▶ **Problem set**
**1.** Using the article on the Abu Dhabi mosque, answer the following:
(a) In what year was the mosque built?
(b) In which neighborhood of Abu Dhabi is it located?
(c) On what date was the decision to rename it made?
**2.** Reproduce a passage from the article on the Abu Dhabi mosque word for word. Begin at the words "On 14 June 2017, Sheikh" and stop after "figure in Islam.".

▶ **Source document**
══════════════════════════════
Mary, Mother of Jesus Mosque, also called in Arabic, Maryam Umm Eisa Masjid (, Masjid Maryam Umm ‘Īsā) is a mosque located in Al Mushrif, a central neighborhood in the city of Abu Dhabi, the capital city of the United Arab Emirates. It was built in 1989 as Mohammed Bin Zayed Mosque, and named after Mohammed bin Zayed Al Nahyan, Ruler of Abu Dhabi. 

On 14 June 2017, Sheikh Mohammed bin Zayed Al Nahyan decided to rename the mosque to "Mary, Mother of Jesus Mosque". The change was done as an initiative exemplifying the values of co-existence among religions in the UAE, as well as to honour Mary, Mother of Jesus who is a respected figure in Islam.
══════════════════════════════
▶ **Given entries**
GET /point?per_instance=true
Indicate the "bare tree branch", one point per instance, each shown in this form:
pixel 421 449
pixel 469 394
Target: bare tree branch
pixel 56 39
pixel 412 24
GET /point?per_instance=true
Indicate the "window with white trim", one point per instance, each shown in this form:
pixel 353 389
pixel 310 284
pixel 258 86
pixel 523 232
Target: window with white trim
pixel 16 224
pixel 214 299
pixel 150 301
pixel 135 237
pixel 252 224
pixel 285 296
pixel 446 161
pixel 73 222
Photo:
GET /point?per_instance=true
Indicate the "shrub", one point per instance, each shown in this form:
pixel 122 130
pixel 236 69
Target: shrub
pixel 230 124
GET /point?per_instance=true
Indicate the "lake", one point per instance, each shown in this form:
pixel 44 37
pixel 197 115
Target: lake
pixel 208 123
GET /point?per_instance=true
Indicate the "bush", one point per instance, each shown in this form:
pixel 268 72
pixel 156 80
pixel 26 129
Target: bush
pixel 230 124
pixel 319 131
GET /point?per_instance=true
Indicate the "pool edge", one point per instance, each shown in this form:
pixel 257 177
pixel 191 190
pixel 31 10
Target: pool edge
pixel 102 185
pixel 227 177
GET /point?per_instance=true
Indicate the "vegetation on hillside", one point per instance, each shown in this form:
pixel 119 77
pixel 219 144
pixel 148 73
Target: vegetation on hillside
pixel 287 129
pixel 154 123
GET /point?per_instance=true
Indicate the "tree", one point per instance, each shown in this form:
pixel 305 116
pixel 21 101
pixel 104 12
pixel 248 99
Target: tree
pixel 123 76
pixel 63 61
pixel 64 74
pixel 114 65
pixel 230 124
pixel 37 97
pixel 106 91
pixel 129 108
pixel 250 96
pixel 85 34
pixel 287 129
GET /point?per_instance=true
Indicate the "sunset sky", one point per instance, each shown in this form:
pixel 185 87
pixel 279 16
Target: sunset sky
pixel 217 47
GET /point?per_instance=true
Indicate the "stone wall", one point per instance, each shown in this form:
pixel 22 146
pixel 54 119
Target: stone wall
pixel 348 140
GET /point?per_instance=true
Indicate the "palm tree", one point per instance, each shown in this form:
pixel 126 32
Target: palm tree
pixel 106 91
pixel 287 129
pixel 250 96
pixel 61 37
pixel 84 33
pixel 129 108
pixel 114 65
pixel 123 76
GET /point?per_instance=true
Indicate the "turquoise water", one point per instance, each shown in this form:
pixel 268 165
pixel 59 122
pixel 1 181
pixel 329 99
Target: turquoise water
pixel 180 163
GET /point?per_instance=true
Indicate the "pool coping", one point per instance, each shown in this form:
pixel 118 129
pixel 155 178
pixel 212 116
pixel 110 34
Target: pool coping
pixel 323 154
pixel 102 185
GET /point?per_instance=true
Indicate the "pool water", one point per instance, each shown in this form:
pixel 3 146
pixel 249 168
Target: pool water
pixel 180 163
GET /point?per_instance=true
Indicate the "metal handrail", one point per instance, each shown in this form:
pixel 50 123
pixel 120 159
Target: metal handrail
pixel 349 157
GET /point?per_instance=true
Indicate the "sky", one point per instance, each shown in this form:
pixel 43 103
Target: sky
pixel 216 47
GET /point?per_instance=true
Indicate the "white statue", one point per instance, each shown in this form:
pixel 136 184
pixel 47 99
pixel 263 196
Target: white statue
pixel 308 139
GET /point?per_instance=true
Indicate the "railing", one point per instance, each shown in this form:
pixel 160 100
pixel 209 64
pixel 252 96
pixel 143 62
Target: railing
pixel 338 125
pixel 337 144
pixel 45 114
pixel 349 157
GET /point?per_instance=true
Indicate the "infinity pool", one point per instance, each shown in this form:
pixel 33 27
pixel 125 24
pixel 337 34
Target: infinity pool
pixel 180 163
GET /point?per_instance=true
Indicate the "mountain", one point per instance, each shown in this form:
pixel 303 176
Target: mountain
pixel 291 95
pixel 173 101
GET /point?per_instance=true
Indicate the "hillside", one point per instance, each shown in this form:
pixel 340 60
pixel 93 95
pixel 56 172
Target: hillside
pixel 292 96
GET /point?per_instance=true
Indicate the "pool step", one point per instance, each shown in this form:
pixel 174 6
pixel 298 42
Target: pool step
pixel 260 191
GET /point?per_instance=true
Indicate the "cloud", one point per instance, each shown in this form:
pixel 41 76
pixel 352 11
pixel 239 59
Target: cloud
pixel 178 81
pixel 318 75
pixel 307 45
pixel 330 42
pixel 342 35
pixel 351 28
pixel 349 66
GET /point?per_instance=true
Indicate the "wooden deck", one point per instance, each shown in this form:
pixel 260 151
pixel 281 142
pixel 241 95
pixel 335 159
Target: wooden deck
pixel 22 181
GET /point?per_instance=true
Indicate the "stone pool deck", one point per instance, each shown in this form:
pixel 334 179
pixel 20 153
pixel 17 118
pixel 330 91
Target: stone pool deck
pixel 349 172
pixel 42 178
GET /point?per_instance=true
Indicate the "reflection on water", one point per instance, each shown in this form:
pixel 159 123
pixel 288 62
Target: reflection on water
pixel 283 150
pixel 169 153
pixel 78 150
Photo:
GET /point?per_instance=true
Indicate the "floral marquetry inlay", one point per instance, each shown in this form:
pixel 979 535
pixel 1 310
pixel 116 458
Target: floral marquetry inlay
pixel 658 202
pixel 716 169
══════════════════════════════
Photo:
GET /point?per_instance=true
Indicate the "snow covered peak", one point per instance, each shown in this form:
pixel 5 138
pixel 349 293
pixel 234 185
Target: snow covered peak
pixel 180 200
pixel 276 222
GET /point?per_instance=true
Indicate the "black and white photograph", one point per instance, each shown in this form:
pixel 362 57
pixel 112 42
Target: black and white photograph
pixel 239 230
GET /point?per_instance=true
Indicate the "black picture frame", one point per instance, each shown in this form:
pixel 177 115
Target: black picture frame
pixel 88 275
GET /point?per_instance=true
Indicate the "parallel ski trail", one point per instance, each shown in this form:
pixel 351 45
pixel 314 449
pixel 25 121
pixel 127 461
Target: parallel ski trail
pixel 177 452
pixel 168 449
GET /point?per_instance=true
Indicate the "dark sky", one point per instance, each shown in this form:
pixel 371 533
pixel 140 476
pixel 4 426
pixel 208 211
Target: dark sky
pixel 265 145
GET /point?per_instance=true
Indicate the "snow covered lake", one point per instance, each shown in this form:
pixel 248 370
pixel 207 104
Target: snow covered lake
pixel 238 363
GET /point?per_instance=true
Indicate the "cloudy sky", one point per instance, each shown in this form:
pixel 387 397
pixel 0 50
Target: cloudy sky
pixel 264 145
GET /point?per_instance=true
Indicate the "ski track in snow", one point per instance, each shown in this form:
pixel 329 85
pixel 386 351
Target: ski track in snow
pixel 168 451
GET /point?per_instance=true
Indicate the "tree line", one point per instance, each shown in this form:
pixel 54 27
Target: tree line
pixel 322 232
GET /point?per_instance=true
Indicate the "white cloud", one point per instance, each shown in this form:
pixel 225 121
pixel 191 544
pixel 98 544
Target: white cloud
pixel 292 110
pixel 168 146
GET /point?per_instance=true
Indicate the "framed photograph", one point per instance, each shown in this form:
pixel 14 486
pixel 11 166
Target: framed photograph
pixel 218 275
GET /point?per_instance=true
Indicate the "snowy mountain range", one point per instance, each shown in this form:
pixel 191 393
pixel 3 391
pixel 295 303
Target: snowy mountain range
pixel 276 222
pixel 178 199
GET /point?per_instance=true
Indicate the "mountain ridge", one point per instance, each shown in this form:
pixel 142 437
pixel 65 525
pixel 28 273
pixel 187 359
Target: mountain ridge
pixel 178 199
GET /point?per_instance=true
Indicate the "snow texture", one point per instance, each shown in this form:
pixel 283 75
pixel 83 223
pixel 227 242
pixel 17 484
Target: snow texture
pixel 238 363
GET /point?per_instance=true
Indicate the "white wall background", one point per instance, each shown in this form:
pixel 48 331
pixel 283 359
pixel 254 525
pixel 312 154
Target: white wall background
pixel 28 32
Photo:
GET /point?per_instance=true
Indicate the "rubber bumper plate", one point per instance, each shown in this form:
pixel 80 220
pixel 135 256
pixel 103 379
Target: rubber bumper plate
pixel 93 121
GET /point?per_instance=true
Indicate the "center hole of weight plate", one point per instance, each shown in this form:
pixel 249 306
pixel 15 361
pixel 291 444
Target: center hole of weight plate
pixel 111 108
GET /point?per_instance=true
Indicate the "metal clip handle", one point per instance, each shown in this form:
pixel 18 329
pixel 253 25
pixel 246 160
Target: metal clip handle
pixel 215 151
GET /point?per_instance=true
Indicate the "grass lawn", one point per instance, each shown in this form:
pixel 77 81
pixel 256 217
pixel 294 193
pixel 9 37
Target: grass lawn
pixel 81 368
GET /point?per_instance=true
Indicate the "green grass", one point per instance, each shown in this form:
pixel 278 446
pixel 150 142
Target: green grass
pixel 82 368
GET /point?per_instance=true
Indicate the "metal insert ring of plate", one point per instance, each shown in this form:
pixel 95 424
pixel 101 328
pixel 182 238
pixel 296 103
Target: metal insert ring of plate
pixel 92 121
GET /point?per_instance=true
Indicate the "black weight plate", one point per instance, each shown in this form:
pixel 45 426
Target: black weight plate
══════════════════════════════
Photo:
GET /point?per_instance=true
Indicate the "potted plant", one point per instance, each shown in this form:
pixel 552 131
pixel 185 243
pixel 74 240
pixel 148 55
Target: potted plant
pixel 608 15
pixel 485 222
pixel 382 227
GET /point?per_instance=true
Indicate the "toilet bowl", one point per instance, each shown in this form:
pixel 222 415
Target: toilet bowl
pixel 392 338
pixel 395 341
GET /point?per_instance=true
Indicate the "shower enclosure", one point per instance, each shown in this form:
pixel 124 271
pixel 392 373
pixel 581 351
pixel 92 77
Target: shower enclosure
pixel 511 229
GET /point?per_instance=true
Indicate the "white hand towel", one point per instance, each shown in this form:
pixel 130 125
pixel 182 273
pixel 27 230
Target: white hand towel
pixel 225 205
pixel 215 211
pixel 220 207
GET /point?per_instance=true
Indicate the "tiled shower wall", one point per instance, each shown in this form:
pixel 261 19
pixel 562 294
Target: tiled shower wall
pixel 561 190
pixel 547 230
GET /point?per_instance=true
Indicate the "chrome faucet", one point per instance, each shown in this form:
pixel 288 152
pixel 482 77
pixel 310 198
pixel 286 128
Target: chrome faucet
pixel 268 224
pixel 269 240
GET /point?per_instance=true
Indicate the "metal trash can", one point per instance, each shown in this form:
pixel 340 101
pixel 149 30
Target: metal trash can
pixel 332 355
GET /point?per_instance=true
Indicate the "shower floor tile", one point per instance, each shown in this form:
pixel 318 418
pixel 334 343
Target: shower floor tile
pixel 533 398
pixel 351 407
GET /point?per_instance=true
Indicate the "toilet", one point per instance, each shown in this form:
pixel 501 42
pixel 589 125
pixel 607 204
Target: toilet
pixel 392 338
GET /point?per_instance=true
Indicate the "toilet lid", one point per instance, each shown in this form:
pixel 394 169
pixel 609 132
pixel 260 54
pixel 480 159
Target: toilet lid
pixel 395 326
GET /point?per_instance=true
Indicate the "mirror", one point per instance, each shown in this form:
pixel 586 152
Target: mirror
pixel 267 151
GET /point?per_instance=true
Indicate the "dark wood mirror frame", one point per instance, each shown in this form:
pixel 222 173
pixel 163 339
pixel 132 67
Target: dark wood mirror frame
══════════════════════════════
▶ **The answers**
**1.**
(a) 1989
(b) Al Mushrif
(c) 14 June 2017

**2.**
On 14 June 2017, Sheikh Mohammed bin Zayed Al Nahyan decided to rename the mosque to "Mary, Mother of Jesus Mosque". The change was done as an initiative exemplifying the values of co-existence among religions in the UAE, as well as to honour Mary, Mother of Jesus who is a respected figure in Islam.